## Assignment
Where the word "rocky" appears in a line below, copy the whole line.

Stored data entries:
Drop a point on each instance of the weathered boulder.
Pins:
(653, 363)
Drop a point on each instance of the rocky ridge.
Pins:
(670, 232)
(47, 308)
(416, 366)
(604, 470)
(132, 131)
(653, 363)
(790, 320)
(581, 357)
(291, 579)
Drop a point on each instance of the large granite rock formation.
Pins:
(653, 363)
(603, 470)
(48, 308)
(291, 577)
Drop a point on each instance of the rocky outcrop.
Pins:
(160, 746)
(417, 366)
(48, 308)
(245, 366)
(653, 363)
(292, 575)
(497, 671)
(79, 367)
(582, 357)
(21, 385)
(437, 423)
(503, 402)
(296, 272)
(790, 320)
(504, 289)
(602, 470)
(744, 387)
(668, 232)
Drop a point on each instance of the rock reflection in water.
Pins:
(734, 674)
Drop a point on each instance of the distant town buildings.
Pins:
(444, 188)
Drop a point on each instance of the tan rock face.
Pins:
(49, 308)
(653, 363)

## Solution
Drop a point on each instance of the rocky ridge.
Drop a point on each instance of the rocky outcrop.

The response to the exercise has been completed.